Voci di puntamento di oggetti denominati:
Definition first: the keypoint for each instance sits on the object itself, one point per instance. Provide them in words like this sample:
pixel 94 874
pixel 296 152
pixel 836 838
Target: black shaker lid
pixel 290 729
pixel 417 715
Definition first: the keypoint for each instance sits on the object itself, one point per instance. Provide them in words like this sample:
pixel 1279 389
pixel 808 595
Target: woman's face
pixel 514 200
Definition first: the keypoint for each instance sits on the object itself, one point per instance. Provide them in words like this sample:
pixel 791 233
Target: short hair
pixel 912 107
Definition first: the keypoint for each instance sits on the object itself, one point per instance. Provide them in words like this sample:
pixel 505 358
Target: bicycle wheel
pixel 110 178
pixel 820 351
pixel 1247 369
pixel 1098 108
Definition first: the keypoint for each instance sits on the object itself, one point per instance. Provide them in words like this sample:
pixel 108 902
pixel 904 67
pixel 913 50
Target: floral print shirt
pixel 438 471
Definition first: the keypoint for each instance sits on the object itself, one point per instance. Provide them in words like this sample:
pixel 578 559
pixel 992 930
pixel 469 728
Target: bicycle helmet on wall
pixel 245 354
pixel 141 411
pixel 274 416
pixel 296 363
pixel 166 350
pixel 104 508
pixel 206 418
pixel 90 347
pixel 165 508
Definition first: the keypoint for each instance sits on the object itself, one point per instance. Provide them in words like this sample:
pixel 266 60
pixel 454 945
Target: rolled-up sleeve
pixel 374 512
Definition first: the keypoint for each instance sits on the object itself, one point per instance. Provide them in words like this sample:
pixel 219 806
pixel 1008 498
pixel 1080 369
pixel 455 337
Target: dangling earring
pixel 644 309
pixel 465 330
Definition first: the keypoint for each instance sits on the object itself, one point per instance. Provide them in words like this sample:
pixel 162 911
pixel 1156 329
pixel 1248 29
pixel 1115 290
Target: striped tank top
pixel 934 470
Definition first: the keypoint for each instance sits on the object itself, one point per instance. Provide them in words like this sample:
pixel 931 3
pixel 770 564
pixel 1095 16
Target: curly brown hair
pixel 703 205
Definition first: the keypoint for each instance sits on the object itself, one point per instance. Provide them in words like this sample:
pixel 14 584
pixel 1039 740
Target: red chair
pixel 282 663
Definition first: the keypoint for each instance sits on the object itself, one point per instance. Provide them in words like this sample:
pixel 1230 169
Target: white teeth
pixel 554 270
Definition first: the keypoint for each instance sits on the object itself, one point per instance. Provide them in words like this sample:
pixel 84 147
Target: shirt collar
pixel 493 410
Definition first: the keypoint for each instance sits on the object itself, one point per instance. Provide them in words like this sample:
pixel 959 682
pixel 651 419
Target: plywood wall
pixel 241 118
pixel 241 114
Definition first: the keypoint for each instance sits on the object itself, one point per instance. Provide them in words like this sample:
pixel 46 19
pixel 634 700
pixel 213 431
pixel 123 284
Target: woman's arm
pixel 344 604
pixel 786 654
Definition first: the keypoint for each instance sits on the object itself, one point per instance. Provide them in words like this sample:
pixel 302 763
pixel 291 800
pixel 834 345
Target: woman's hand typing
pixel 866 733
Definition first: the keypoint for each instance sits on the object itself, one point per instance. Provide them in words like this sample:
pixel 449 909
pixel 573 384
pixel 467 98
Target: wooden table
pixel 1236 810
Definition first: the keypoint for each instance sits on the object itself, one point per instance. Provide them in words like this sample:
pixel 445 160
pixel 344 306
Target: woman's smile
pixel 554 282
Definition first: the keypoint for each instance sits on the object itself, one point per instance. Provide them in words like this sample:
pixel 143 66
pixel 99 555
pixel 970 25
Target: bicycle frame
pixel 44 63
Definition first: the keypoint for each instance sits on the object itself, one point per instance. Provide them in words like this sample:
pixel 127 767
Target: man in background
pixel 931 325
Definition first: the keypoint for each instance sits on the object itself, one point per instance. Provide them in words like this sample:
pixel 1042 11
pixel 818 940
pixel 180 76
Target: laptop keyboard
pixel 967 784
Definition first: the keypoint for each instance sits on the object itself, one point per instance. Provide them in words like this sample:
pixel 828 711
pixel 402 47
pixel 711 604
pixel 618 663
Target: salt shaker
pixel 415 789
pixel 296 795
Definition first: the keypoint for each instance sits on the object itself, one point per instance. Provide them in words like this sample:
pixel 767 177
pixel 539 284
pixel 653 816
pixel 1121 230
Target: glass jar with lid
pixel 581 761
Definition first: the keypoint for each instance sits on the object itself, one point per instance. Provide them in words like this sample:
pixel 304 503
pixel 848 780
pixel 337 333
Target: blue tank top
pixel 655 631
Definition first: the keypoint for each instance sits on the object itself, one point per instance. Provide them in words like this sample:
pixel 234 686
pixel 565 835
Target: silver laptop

REQUISITI DEL COMPITO: Riporti senza alcuna modifica le righe delle voci, partendo dall'inizio delle voci e terminando con la riga che contiene "pixel 374 512", compresa.

RISULTATO DEL COMPITO:
Definition first: the keypoint for each instance sits on the object itself, one point per instance. Provide them in words like this sample:
pixel 94 874
pixel 296 152
pixel 836 838
Target: black shaker lid
pixel 290 729
pixel 417 715
Definition first: the keypoint for each instance sits on the object itself, one point per instance. Provide them in words like this sample:
pixel 1279 389
pixel 808 595
Target: woman's face
pixel 514 200
Definition first: the keypoint for each instance sits on the object itself, one point per instance. Provide them in words like this sample:
pixel 791 233
Target: short hair
pixel 912 107
Definition first: the keypoint for each instance sits on the object itself, one point per instance. Provide them in words like this sample:
pixel 505 358
Target: bicycle wheel
pixel 110 178
pixel 820 351
pixel 1247 369
pixel 1098 108
Definition first: the keypoint for each instance sits on the object itself, one point per instance. Provide them in words like this sample:
pixel 108 902
pixel 904 67
pixel 913 50
Target: floral print shirt
pixel 438 471
Definition first: the keypoint for each instance sits on the object itself, one point per instance. Provide them in words like this sample:
pixel 578 559
pixel 992 930
pixel 469 728
Target: bicycle helmet on wall
pixel 245 354
pixel 141 411
pixel 274 416
pixel 296 363
pixel 166 350
pixel 104 508
pixel 206 418
pixel 90 347
pixel 165 508
Definition first: the keypoint for each instance sits on the object itself, one point per instance. Provide them in words like this sample:
pixel 266 60
pixel 454 945
Target: rolled-up sleeve
pixel 374 512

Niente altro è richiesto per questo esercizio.